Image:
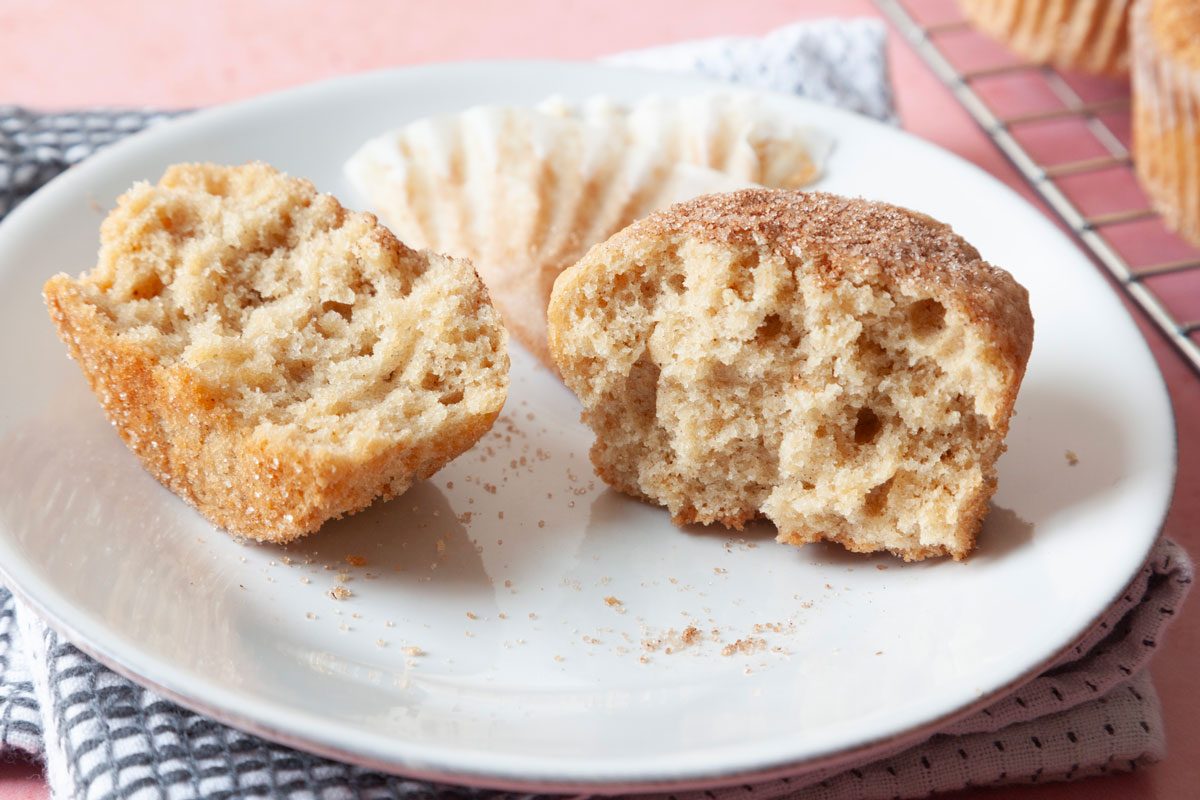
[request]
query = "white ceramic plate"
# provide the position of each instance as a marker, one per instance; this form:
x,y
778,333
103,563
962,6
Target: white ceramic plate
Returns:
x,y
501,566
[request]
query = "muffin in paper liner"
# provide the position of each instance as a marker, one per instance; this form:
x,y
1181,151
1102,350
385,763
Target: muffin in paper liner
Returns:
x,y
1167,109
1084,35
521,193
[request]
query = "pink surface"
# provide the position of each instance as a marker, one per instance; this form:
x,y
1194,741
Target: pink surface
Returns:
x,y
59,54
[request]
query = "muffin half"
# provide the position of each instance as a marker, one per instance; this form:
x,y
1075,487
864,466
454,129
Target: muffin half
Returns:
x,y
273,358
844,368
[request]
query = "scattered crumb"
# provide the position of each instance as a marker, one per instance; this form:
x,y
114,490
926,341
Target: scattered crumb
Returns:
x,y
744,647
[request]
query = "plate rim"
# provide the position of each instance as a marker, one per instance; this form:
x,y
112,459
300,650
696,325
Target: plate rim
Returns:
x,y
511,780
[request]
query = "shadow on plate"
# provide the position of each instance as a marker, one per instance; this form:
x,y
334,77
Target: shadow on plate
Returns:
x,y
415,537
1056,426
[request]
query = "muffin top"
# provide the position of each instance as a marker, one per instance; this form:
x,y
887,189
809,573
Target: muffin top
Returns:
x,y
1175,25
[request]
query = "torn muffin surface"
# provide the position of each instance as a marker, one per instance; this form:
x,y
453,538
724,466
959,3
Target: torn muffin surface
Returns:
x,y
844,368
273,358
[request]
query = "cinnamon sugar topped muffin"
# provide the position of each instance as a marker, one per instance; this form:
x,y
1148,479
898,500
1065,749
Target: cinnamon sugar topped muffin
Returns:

* SHORT PROBLEM *
Identify each line in the data above that contains the string "topped", and copy those lines out in full.

* RESPONSE TO THIS EXERCISE *
query = "cinnamon sugar topped muffin"
Target: cinnamon sugar topped muffin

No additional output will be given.